**What to do**:
Give the number of lines in the records below that include "painted", and nothing more.

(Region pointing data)
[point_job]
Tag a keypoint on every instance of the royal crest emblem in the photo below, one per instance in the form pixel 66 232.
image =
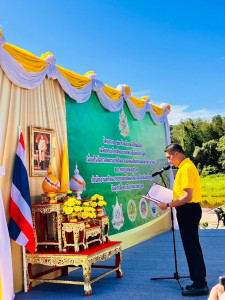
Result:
pixel 123 125
pixel 143 208
pixel 132 210
pixel 118 218
pixel 153 208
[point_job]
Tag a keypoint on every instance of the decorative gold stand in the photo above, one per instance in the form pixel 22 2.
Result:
pixel 103 221
pixel 43 209
pixel 93 234
pixel 78 231
pixel 86 259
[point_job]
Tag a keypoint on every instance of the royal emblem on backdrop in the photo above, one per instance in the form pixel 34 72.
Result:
pixel 123 125
pixel 118 218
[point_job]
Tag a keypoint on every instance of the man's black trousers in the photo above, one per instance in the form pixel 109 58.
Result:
pixel 188 217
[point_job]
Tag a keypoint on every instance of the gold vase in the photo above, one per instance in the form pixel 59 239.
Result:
pixel 99 211
pixel 73 219
pixel 87 223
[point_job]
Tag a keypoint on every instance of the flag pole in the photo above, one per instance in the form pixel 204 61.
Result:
pixel 23 248
pixel 24 271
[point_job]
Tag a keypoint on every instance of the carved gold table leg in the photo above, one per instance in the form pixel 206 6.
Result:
pixel 87 278
pixel 76 241
pixel 119 273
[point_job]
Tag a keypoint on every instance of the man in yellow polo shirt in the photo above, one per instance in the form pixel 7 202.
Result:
pixel 186 198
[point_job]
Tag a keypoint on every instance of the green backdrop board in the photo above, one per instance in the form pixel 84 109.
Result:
pixel 116 156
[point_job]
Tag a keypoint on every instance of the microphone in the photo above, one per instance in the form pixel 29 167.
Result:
pixel 161 171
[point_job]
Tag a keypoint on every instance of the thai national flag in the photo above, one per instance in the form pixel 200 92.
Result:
pixel 20 224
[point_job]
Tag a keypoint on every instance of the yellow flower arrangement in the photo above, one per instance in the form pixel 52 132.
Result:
pixel 72 207
pixel 98 201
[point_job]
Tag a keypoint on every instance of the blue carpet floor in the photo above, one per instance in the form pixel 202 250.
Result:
pixel 153 258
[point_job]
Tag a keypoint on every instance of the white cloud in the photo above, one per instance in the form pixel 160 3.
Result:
pixel 142 93
pixel 179 113
pixel 182 112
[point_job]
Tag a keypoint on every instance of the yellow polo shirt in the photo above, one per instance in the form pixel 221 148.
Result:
pixel 187 178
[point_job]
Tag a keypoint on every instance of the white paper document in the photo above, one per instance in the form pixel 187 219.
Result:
pixel 158 194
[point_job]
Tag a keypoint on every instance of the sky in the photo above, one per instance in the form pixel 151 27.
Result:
pixel 171 51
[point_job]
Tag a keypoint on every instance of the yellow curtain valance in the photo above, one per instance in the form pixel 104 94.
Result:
pixel 32 70
pixel 30 62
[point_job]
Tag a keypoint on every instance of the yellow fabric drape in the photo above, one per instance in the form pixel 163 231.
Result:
pixel 29 61
pixel 112 93
pixel 137 102
pixel 76 80
pixel 44 107
pixel 157 110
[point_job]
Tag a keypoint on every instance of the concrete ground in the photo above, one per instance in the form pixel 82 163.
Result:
pixel 153 258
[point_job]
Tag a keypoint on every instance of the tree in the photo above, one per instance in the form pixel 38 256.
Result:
pixel 221 149
pixel 207 155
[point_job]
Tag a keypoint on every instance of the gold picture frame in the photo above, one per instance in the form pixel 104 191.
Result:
pixel 42 150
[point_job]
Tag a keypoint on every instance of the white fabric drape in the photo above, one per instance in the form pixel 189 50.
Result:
pixel 29 80
pixel 6 272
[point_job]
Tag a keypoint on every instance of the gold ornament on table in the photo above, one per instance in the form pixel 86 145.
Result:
pixel 51 186
pixel 99 203
pixel 72 208
pixel 77 184
pixel 87 213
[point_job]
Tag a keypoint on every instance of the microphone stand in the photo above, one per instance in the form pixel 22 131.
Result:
pixel 176 275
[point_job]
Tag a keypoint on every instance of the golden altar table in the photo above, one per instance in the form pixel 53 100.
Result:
pixel 85 259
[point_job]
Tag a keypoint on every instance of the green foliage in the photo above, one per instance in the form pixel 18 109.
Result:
pixel 221 150
pixel 207 157
pixel 202 141
pixel 208 170
pixel 212 186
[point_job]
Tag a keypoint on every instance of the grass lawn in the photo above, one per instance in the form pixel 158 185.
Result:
pixel 213 189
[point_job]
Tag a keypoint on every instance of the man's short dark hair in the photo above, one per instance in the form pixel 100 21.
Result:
pixel 174 148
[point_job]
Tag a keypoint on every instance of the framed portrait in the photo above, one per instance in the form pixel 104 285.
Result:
pixel 42 150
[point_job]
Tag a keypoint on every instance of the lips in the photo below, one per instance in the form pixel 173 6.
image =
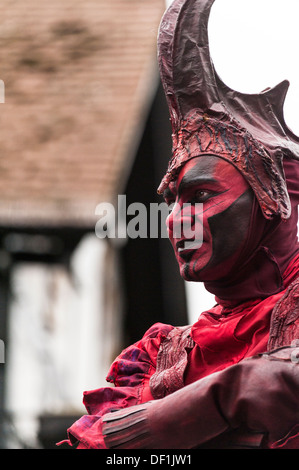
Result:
pixel 185 245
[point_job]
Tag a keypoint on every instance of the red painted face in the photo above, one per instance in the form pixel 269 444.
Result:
pixel 224 216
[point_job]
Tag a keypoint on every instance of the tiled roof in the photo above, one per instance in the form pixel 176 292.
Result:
pixel 79 76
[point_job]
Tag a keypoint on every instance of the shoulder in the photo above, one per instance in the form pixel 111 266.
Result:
pixel 284 326
pixel 139 359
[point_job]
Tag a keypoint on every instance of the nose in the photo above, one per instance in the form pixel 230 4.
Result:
pixel 180 217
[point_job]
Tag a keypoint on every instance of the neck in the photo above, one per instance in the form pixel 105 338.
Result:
pixel 260 275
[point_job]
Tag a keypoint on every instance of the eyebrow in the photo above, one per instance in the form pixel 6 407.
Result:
pixel 188 182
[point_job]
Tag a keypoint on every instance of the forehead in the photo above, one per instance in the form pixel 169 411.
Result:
pixel 206 169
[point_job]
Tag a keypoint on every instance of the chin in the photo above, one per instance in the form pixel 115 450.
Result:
pixel 189 275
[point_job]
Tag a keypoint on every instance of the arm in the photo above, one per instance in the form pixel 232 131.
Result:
pixel 260 393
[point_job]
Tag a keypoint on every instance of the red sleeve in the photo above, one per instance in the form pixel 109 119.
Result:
pixel 130 373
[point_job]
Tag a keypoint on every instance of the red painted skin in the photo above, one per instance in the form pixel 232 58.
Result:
pixel 220 187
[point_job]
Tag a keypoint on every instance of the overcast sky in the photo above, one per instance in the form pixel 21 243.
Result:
pixel 254 44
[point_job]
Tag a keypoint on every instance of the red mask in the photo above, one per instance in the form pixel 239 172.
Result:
pixel 224 216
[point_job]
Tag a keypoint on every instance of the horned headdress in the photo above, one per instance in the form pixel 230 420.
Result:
pixel 208 117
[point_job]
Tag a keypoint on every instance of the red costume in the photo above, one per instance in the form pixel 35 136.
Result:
pixel 232 378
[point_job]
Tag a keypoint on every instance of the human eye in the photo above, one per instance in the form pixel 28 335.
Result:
pixel 201 195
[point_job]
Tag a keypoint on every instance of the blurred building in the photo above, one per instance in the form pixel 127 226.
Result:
pixel 84 120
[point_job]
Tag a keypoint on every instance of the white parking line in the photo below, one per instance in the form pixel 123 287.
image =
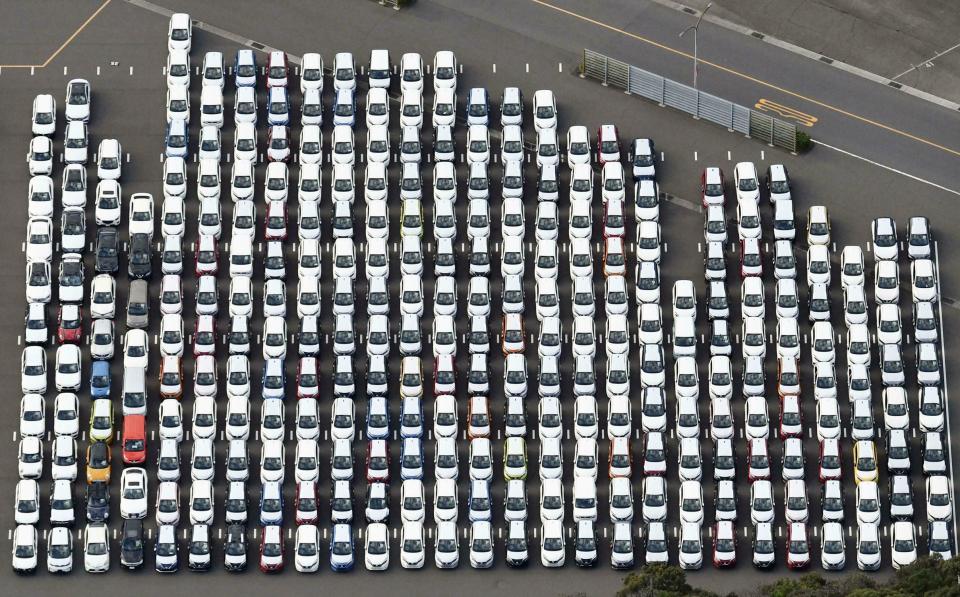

**Response area**:
2